# YOUR GOAL:
Please copy word for word the part of the forum thread below about sick aquarium fish between "I treated with" and "to me lol]).", inclusive.

# How long would you wait?



## snowlights (May 20, 2011)

I bought new fish not long ago and didn't QT them, all that was in the tank was my pleco (I had to euthanize my betta so pleco was alone). Fish turned out to be sick-I'm still not sure what caused it. One guppy died over night with no visible warnings-all I could think of is it looked a little fat compared to the other two but I figured it was just more mature and therefore bigger. About a week later, one of my habrosus cories was dead in the morning, only vague "symptom" was his barbels seemed a little shorter the day before but was still active and eating etc. The cory seemed to have popeye but I thought maybe that happened after it died, maybe not. A week later another cory started acting sick and died a week after I noticed that, so two weeks between the two deaths. The last cory showed the most symptoms-rapid breathing and being inactive, eventually lost all color except for the black markings, developed pop eye, would curve sideways (into a c-shape if looking from above) and right at the end seemed a little bloated-his mouth was stuck open. He'd also slightly spaz and swim erratically for a few seconds before resting again.

I think I might be dealing with TB in my tank but I can't be positive, it also sounds like it could be NTD? Or even columnaris?

I treated with Maracyn 2 and fed antibiotic food, and also used Jungle Labs Parasite clear after because I noticed what might or might not have been an anchor worm on one of the guppies, and were flashing.

It's been a week and a half since the last fish died and I'm watching them all like a hawk. So far everyone seems to be okay though, the cories aren't as active but I'm pretty sure it's just because there's only two left.

*How long would you wait before feeling okay with buying more fish?* I think I'd like to wait a total of 4 weeks since the last death but I'm still uneasy about it all. And I'd certainly be QTing new fish for a couple weeks.

(and figured I'd say-my ammonia and nitrite are zero, nitrate around 5-10 ppm [the API colors look the same to me lol]).


----------

# SUPPLIED ENTRIES:
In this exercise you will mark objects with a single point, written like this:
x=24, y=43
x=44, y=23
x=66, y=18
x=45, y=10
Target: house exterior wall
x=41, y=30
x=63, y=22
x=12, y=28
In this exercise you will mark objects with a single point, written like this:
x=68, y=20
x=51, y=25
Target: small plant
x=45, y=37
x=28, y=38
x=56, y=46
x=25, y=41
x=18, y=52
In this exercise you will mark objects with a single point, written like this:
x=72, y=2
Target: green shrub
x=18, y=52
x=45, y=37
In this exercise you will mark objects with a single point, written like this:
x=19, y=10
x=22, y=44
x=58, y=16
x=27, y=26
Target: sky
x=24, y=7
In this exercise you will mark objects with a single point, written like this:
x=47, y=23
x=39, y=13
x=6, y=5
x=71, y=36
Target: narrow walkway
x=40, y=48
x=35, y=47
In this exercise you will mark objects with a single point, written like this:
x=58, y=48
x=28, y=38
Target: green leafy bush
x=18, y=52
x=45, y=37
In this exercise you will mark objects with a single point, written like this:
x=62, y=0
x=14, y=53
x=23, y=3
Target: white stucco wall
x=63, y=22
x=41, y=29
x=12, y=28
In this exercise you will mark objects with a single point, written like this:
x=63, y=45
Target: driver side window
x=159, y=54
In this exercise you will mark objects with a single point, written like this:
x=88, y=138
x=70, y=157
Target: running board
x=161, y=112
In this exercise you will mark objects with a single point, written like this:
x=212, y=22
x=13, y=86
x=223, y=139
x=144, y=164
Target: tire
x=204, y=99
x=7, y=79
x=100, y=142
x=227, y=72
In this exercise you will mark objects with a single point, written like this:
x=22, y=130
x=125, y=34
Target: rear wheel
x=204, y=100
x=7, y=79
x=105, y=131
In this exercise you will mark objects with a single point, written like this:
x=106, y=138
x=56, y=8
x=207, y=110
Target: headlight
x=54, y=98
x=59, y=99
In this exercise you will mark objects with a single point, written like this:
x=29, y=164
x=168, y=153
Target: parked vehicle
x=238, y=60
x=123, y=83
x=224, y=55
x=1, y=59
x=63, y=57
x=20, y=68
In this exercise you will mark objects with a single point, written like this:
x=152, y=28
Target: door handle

# ANSWER TO THE EXERCISE:
I treated with Maracyn 2 and fed antibiotic food, and also used Jungle Labs Parasite clear after because I noticed what might or might not have been an anchor worm on one of the guppies, and were flashing.

It's been a week and a half since the last fish died and I'm watching them all like a hawk. So far everyone seems to be okay though, the cories aren't as active but I'm pretty sure it's just because there's only two left.

*How long would you wait before feeling okay with buying more fish?* I think I'd like to wait a total of 4 weeks since the last death but I'm still uneasy about it all. And I'd certainly be QTing new fish for a couple weeks.

(and figured I'd say-my ammonia and nitrite are zero, nitrate around 5-10 ppm [the API colors look the same to me lol]).